= CONSIGNE =
Renvoyez mot pour mot le passage de l'extrait sur la géothermie dans le Nord qui va de « M. Tanguay: Je pense » jusqu'à « qu'il faut démontrer. » inclusivement.

= EXTRAIT FOURNI =
+ + + + + + +
Le sénateur Massicotte: Étant donné que le coût de l'énergie est très élevé au Nunavut, en particulier, et même avec la subvention, pourquoi ne le faites-vous pas vous-mêmes? Vous pourriez développer votre plan d’affaires et aller chercher des investisseurs. Si c'est rentable, allez-y.
M. Tanguay: Je suis d'accord avec vous pour ce qui est de la technologie. J'aimerais faire une petite parenthèse. Le problème de la géothermie traditionnelle, en ce moment, c'est que les équipements sont surtout conçus pour des climats où l'on va davantage climatiser que chauffer. Dans le Nord, on parle d’équipements qui servent surtout à chauffer. Il y a lieu de démontrer des technologies comme celles dont j'ai parlé tantôt, où il n'y a pas de complexité d'équipement. La complexité ne sera pas la même, parce qu'on va se débarrasser de tout ce qui est climatisation pour se concentrer sur un équipement axé sur le chauffage.
En théorie, quelqu'un pourrait, demain matin, aller financer des projets dans le Nord comme on le fait en Colombie-Britannique, à Montréal ou à Toronto. Il est possible d’offrir cette formule du point de vue financier. Mais sur le plan technique, on n’a peut-être pas les meilleures technologies ou les meilleurs produits. C'est là où il y aurait peut-être lieu de faire davantage au niveau du soutien à la recherche pour arriver à faire la démonstration de ces nouvelles technologies développées ici plutôt qu'à l'étranger.
Le sénateur Boisvenu: Je vous remercie, monsieur Tanguay, pour votre présentation très intéressante. Un peu dans le même ordre d’idée que le sénateur Massicotte, ce que vous nous présentez, ce matin, est-ce que c'est de la théorie ou de la pratique, pour le Nord?
M. Tanguay: Je pense que c'est de la pratique. Je vais vous donner un exemple. Dans les années 1950, un test a été fait dans le Nord avec des thermopompes qui utilisaient de l'eau de mer dans une base militaire. Je ne peux pas vous dire où. Cela a été mis en pratique dans les années 1950. C'est clairement appliqué, et la portion théorique, c'est davantage l'adaptation de la technologie de la géothermie à basse température aux conditions de température dans le Nord. Cela n'a jamais été testé in situ. C'est ce qu'il faut démontrer.
+ + + + + + +
= DONNÉES FOURNIES =
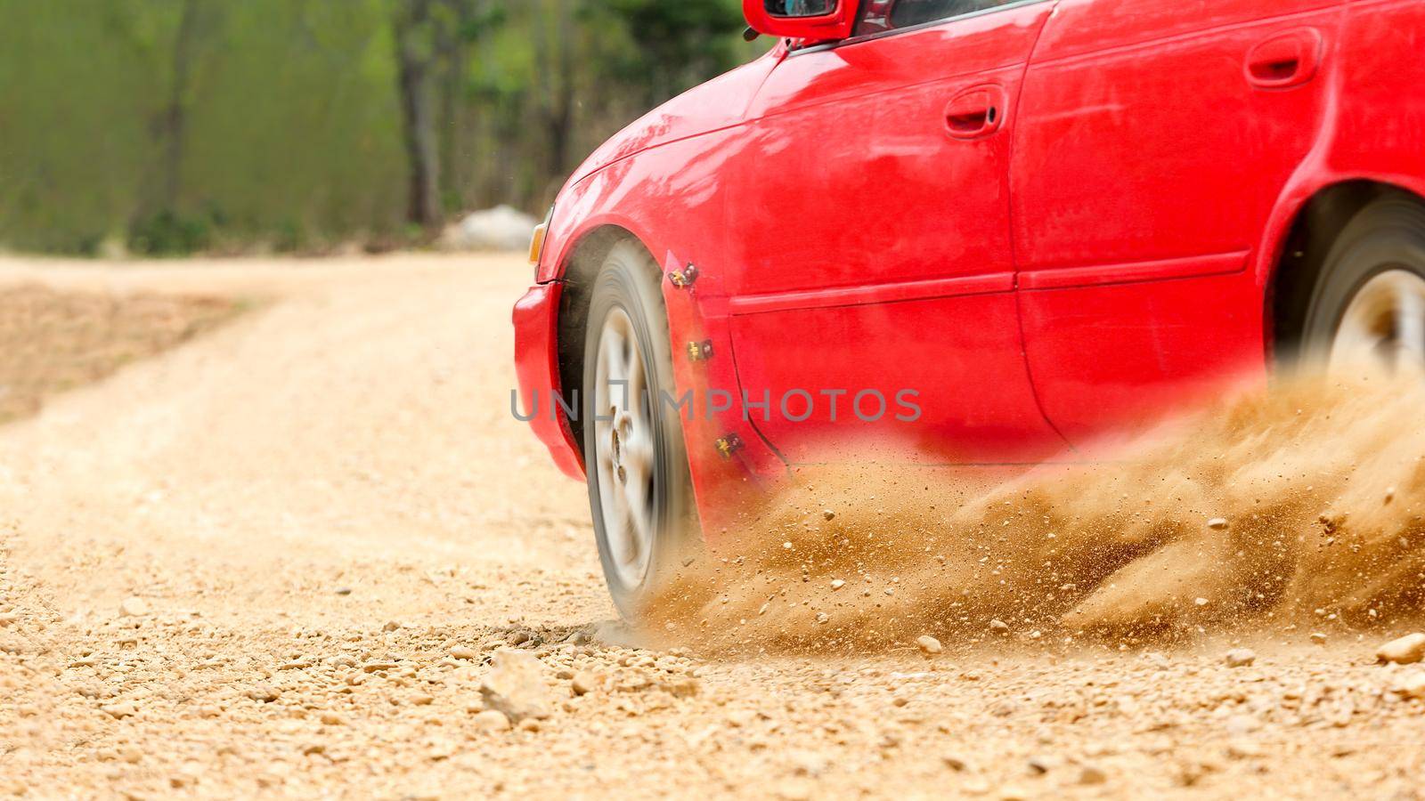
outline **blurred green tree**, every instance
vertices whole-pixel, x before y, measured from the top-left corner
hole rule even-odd
[[[539,212],[760,51],[737,0],[0,0],[0,245],[399,244]]]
+ + + + + + +
= CORRIGÉ =
M. Tanguay: Je pense que c'est de la pratique. Je vais vous donner un exemple. Dans les années 1950, un test a été fait dans le Nord avec des thermopompes qui utilisaient de l'eau de mer dans une base militaire. Je ne peux pas vous dire où. Cela a été mis en pratique dans les années 1950. C'est clairement appliqué, et la portion théorique, c'est davantage l'adaptation de la technologie de la géothermie à basse température aux conditions de température dans le Nord. Cela n'a jamais été testé in situ. C'est ce qu'il faut démontrer.